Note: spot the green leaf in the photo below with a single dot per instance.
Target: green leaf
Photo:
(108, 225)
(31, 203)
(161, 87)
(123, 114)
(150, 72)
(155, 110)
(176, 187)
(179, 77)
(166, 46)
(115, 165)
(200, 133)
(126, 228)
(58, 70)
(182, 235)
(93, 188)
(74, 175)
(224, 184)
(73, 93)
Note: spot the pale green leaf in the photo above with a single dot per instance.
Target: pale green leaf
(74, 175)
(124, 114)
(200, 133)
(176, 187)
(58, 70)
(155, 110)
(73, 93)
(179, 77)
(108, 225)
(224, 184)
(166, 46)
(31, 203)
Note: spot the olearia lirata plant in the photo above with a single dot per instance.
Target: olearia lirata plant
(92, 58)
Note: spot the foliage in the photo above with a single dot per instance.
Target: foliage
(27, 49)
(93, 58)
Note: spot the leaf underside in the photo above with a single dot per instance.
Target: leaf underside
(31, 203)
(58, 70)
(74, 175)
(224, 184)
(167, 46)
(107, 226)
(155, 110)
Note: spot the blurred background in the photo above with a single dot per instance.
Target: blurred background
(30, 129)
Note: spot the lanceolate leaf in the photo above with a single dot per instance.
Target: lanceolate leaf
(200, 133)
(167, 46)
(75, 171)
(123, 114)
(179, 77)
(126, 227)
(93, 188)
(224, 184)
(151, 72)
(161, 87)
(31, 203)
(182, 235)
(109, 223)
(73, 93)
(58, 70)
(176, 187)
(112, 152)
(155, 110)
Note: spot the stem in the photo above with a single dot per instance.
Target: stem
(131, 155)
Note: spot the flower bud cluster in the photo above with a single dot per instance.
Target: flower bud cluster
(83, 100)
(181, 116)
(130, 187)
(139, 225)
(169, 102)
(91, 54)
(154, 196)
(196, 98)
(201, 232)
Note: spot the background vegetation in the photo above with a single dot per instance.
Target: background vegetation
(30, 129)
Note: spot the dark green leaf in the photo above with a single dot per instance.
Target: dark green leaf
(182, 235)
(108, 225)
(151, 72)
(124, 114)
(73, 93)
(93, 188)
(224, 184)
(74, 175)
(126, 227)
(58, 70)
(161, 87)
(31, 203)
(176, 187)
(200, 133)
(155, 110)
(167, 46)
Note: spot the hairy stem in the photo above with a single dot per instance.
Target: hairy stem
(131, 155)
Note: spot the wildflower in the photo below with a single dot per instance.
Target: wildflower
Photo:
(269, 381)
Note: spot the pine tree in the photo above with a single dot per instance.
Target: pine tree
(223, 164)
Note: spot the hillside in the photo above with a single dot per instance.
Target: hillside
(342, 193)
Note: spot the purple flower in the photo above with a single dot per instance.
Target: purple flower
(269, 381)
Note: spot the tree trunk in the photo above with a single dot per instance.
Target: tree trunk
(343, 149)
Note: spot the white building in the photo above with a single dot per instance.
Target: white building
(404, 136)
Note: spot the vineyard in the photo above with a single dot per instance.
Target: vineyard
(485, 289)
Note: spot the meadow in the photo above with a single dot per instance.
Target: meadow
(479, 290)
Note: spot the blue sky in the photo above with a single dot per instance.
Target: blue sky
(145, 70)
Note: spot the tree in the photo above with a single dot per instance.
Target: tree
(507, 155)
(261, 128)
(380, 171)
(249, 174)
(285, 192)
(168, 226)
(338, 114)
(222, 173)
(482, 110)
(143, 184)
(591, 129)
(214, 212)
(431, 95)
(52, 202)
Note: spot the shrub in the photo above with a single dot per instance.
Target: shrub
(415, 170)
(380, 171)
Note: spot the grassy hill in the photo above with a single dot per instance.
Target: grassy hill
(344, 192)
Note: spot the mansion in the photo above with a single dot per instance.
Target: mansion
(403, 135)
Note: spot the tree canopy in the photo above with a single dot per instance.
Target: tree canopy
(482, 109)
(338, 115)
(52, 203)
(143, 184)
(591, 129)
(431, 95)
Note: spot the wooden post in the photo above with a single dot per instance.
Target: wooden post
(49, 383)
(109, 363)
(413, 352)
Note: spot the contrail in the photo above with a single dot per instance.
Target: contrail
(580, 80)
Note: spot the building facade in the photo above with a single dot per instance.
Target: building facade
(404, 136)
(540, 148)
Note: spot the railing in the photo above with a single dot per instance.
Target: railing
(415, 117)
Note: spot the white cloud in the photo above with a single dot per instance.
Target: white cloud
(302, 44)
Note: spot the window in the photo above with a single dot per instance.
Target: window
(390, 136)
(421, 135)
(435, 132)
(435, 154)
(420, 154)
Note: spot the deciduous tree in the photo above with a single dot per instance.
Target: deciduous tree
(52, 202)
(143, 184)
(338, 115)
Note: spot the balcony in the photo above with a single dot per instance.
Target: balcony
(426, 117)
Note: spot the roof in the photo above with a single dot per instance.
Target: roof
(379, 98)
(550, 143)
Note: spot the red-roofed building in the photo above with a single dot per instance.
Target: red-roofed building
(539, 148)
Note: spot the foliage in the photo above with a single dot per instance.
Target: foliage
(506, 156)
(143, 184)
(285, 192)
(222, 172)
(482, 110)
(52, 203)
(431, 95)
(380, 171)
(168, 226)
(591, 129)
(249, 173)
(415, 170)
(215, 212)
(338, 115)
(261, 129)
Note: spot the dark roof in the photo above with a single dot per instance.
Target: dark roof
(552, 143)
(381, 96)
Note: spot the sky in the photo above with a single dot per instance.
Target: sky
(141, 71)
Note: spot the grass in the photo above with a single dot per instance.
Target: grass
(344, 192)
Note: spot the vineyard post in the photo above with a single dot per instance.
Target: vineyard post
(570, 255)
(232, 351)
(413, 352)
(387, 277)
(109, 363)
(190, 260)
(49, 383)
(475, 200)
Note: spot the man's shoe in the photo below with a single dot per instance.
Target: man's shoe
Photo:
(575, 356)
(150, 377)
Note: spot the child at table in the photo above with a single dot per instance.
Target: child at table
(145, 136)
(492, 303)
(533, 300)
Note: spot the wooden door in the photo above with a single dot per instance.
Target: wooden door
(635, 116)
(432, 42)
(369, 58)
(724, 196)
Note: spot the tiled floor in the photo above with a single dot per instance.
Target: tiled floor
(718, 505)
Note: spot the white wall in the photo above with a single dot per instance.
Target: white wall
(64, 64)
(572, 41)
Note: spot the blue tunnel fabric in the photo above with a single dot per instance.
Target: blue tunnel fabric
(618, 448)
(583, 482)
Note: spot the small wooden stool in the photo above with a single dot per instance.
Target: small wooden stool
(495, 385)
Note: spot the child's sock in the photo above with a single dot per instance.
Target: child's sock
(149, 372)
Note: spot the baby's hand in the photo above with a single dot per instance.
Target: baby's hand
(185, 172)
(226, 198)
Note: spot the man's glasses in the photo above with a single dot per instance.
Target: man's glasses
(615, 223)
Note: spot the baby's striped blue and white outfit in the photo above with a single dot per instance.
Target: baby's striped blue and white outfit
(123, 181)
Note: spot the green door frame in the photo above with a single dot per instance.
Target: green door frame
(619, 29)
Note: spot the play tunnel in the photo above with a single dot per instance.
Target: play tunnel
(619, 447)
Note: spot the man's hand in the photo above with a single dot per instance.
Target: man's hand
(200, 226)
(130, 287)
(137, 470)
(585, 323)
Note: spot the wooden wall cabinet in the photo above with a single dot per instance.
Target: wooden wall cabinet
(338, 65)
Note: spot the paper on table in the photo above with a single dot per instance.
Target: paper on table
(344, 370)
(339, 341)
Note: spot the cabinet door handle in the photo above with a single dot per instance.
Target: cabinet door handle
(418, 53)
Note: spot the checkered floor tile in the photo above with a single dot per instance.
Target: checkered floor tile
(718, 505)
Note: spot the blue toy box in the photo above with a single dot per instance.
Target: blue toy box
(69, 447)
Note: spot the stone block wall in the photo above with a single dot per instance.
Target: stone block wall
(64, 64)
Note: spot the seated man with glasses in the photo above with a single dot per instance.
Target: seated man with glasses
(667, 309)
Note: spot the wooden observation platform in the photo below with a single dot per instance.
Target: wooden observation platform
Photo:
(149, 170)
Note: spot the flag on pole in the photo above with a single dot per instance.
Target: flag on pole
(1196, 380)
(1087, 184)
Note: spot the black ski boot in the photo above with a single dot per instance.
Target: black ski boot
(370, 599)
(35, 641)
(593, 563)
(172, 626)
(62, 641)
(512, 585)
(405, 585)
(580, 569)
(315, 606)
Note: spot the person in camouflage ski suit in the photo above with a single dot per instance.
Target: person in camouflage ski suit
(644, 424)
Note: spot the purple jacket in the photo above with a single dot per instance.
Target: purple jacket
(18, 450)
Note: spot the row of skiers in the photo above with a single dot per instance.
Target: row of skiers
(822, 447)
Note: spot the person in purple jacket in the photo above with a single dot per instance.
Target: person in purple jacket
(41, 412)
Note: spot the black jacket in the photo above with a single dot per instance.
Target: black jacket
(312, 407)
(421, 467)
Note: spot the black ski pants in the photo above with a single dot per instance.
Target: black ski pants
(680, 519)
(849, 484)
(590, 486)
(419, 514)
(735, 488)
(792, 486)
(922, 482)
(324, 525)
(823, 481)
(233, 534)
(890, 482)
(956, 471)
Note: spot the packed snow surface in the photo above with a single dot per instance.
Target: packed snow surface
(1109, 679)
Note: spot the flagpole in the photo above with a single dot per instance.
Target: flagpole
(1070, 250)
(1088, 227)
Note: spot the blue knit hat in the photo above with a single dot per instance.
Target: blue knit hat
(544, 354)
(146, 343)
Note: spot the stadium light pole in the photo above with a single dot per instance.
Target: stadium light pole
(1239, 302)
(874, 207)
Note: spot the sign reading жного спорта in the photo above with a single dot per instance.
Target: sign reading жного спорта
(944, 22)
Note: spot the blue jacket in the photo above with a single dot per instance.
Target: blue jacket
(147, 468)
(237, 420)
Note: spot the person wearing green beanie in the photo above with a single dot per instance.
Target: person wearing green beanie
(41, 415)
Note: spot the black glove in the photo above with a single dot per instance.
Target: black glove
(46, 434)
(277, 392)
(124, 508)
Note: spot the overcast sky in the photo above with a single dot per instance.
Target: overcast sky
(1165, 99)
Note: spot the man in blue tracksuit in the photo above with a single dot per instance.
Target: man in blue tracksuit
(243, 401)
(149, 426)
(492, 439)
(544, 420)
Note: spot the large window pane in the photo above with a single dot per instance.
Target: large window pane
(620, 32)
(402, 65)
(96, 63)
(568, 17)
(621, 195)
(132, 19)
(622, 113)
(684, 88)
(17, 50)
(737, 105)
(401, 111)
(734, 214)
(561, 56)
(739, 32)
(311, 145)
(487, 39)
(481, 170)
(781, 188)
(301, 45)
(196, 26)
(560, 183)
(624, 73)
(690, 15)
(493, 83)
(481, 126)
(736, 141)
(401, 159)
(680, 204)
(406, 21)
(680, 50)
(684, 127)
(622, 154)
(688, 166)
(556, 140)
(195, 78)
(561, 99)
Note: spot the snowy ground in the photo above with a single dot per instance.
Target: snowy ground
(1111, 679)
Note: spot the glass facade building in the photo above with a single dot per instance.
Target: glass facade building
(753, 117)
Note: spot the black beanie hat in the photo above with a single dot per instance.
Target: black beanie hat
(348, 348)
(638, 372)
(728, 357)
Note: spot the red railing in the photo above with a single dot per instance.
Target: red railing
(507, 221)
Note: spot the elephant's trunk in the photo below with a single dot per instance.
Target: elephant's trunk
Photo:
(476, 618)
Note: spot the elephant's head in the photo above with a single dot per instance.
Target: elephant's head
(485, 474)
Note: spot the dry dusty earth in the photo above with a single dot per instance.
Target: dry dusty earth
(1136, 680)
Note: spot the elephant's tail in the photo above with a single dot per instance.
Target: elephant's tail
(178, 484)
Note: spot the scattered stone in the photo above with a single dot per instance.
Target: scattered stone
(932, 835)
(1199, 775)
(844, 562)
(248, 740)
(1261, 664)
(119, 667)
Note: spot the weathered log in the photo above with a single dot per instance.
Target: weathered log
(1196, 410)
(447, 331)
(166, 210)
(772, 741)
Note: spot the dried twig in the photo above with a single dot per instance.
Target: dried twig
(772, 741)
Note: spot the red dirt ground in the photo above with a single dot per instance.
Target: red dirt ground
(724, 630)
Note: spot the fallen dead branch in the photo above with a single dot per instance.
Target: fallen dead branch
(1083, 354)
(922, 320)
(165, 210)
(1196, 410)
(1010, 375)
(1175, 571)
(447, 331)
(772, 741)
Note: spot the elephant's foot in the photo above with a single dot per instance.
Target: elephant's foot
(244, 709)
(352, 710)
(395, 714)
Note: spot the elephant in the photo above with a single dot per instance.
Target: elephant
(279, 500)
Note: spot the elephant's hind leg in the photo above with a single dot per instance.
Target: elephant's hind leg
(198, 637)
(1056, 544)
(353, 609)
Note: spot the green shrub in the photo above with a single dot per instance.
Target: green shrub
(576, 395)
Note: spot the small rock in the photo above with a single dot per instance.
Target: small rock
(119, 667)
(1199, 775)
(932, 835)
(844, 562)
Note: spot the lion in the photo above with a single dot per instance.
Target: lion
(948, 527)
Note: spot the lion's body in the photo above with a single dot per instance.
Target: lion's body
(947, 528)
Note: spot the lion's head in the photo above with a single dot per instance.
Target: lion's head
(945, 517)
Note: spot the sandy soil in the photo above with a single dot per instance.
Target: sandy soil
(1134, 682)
***
Set problem: Repeat exactly, and only, the lines from the one containing "Note: spot the fallen" through the end of the material.

Task output:
Note: spot the fallen dead branch in the photo above with a single dot per instance.
Target: fallen dead branch
(1083, 354)
(922, 320)
(165, 210)
(1196, 410)
(1010, 375)
(1175, 571)
(447, 331)
(772, 741)
Note: spot the elephant's foot in the photo above with a single dot per instance.
Target: elephant's foot
(244, 709)
(352, 710)
(395, 714)
Note: spot the elephant in the photo above with a single dot per instance.
Target: elephant
(279, 500)
Note: spot the elephant's hind leg in the photo above with a single dot per instance.
Target: elephant's hind leg
(198, 637)
(1056, 544)
(353, 609)
Note: spot the green shrub in the photo above with a single dot per instance.
Target: green shrub
(576, 395)
Note: spot the small rock in the photo above with a single dot per instance.
Target: small rock
(119, 667)
(1199, 775)
(932, 835)
(844, 562)
Note: spot the lion in the photo above with a single dot per instance.
Target: lion
(948, 527)
Note: spot the lion's body in the photo above with a single dot per instance.
Target: lion's body
(947, 528)
Note: spot the lion's head in the photo above with a single dot per instance.
Target: lion's head
(945, 517)
Note: spot the sandy soil in the photo above with a single dot per instance.
Target: sandy soil
(1134, 682)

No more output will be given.